START Given entries

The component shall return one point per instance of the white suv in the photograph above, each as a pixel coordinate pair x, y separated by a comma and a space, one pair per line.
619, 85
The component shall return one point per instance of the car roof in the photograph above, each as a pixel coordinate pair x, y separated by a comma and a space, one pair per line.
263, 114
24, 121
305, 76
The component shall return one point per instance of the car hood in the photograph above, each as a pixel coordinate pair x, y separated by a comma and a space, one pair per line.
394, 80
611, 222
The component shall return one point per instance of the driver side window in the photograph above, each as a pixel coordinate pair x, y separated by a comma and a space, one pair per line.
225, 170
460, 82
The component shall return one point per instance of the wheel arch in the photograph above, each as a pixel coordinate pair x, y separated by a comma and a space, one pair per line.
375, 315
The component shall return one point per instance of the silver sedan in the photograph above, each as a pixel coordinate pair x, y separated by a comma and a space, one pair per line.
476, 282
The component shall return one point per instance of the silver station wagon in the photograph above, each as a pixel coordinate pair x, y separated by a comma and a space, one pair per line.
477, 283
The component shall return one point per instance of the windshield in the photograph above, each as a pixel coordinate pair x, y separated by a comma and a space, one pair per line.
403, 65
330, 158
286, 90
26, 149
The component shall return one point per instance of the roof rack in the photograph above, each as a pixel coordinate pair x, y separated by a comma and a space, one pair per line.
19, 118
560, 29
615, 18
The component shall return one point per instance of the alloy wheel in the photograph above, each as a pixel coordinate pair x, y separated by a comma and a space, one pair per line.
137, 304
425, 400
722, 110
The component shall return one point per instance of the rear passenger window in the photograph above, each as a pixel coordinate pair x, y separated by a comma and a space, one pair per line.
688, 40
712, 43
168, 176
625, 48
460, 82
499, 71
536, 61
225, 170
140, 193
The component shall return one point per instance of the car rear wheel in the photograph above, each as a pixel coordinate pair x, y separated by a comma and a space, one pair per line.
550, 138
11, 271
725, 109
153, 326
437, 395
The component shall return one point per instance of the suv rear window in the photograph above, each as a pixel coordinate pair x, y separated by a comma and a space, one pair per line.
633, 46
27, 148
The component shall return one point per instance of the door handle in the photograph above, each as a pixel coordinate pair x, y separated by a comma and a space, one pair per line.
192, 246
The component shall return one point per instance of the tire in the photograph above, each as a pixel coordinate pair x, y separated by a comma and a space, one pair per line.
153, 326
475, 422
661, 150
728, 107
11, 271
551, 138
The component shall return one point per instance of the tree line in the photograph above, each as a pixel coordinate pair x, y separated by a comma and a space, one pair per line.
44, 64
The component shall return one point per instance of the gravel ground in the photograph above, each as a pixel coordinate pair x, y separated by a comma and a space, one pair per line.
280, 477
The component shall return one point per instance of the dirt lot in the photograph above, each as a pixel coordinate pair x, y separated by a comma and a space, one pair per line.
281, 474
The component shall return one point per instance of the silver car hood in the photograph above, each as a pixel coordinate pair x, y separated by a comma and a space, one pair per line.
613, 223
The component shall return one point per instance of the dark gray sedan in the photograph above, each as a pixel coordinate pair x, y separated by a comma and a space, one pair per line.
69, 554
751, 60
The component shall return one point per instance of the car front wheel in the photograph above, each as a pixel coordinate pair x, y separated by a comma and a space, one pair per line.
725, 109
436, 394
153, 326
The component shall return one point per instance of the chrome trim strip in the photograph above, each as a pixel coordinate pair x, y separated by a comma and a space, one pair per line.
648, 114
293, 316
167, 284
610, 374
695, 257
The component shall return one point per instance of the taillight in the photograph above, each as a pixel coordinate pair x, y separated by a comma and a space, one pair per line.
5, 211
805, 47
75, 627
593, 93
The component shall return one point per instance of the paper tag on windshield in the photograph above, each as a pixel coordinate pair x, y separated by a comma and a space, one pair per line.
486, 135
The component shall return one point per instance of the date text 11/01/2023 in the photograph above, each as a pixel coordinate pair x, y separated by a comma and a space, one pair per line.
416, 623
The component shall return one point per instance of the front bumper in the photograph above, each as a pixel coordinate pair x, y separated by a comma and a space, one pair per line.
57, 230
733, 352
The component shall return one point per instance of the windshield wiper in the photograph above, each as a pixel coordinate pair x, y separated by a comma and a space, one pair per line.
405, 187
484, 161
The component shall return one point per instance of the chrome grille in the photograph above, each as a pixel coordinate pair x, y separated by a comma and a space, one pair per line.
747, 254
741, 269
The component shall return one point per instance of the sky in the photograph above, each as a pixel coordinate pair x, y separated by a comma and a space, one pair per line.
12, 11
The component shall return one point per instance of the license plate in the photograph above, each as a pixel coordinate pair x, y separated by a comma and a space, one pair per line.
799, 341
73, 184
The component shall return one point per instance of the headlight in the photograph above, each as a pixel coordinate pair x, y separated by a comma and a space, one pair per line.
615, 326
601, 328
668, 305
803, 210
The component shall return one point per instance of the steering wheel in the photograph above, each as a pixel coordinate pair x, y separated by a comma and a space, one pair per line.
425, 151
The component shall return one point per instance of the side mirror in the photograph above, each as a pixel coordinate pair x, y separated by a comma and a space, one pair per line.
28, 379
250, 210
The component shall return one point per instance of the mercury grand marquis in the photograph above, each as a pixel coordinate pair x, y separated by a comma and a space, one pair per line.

END Given entries

The whole of the data above must be given again, unaltered and complete.

■ Solution to the problem ■
The component shall return one point per instance of the white suv in the photograph above, each as a pixel coordinate pair x, y separated by a comma and a space, one pair per line.
619, 85
The component shall return one point per instance of the car roof in the photograph above, each as a pixel coordinate pair x, y separated by a comma and a space, one pair per line.
263, 114
24, 121
305, 76
The component shall return one point per instance of the car hood in the photograph above, each as a pixel coordinate pair x, y separated by a comma and a space, one pair per line.
394, 80
611, 222
The component shall return one point per instance of the driver side window in the photograph above, each as a pixel coordinate pair x, y separated by a comma and a space, one pair per line.
225, 170
460, 82
The component shall return one point per instance of the wheel arch in the photograph above, each as a pixel coordinate pair x, y separated by a comma and a space, one pair per line.
375, 315
The component shall return one point per instance of the silver sedan in the photograph above, each as a pixel coordinate pair x, y separated by a comma and a space, one pair per line.
476, 282
The component shall return one point per instance of the silver station wagon in the photograph above, each as a pixel coordinate pair x, y separated by a comma and a space, one pair per line.
477, 283
The component shall return one point per instance of the windshield in the photograph above, each as a pixel coordinate pair x, y separated by a comma and a space, one pair per line.
403, 65
330, 158
286, 90
26, 149
The component shall return one point per instance of the roof rack in the photograph above, each as a pixel coordinate pair x, y separated by a comma and a space, one pair per line.
19, 118
560, 29
615, 18
The component shall return one point per instance of the alloy wheel in the photograph above, each as a pixel coordinate pair x, y separated by a comma and a space, one pair per line.
137, 304
425, 400
722, 110
The component shall return one point per instance of the rear passenger window in the photograph above, each as a pixel coordinate pair x, y separated by a comma and a space, one pair per line.
688, 40
712, 43
168, 176
625, 48
460, 82
499, 71
536, 61
225, 170
140, 193
The component shall return one point per instance of the car rear wheel in the photograph above, each as a pixel coordinate pair x, y separated by a comma and a space, one pair per line.
550, 138
11, 271
725, 109
153, 326
437, 395
The component shall return one point per instance of the suv rear window in the photograph above, each as a pixel coordinate pair x, y separated by a comma and a space, one pair per line.
633, 46
27, 148
The component shall return one point per instance of the door handle in the photograph above, each as a pixel coordinate pair x, y separated by a comma and a space, one pair per line.
192, 246
The component shall return one point per instance of the tire in the photograph above, each as a pixel coordinate pair x, y separated by a comma and a space, one pair per line.
153, 326
475, 422
661, 150
728, 107
11, 271
551, 138
The component shall return one point per instance of the tree line in the photograph above, each as a pixel coordinate pair x, y separated by a comma and a space, one pair per line.
44, 64
The component shall return one point per instance of the gravel ground in the photograph above, each as a pixel coordinate pair x, y separated by a comma and a space, one pair per line.
280, 477
The component shall return one point per instance of the dirt lot in the photograph above, each as a pixel coordinate pair x, y separated by a comma and a space, one pair per line.
281, 474
The component shall return one point per instance of the silver car hood in the photograph above, each as a pixel coordinate pair x, y separated by a comma and a space, one pair per line.
613, 223
The component shall return one point per instance of the dark gray sedan in the photograph above, each as a pixel coordinate pair x, y separated by a comma and a space, one pair per line.
69, 554
751, 60
The component shall return one point per instance of the car front wheel in the photograph above, each as a pixel coordinate pair x, y separated by a comma and a space, one pair per line.
725, 109
436, 394
153, 326
The component shall return one point per instance of the chrome trim strip in the photograph above, each as a pixel coordinate pair x, y separated by a comma and a space, one pair per line.
648, 114
293, 316
167, 284
610, 374
695, 257
The component shall return one point per instance of the taillight in the photograph above, each as a pixel coordinate pair x, y separated by a comma and a space, one pair per line.
5, 211
805, 47
75, 627
593, 93
The component shall return one point per instance of the paper tag on windshield in the photograph above, each as a pixel coordinate pair x, y separated by a comma and a space, one pair per line.
486, 135
The component shall return one point per instance of the date text 11/01/2023 in the photograph above, each as a pixel coordinate pair x, y separated by a comma and a space, one pair per line.
416, 623
The component shall return one point per instance of the front bumper in the photograph above, each as a pixel coordinate pair x, y separated by a comma and a space, one pair per line.
57, 230
733, 352
The component shall return one point per instance of the windshield wiper in the photograph above, each as a pixel coordinate pair x, y separated by a comma and a space, one pair per line.
405, 187
484, 161
The component shall return one point per instance of the chrome grille in the photograph above, each as a pixel coordinate pair x, y separated by a comma and a space, one pair per line.
747, 254
741, 269
The component shall return one point per instance of the sky in the photograph above, each as a pixel coordinate pair x, y separated by a comma and a space, one pair per line.
12, 11
The component shall return one point per instance of the license plate in the photograph above, each as a pixel coordinate pair x, y separated by a comma and a space, one pair per line.
799, 341
73, 184
The component shall return one point per instance of the headlight in the photograph above, each as a pixel coordinate pair x, y separated by a comma and a space, one pair per line.
615, 326
601, 328
668, 305
803, 210
The component shall return one point per instance of the steering wheel in the photograph above, each as a pixel coordinate pair x, y separated by a comma and a space, one pair per line.
425, 151
The component shall return one point per instance of the side mirror in the photograph above, each as a pixel coordinate pair x, y separated by a comma and a space, one pair per line.
28, 379
250, 210
The component shall return one point per instance of the mercury grand marquis in the photograph above, each as a pixel coordinate pair x, y separated by a comma and a space, one pair per line.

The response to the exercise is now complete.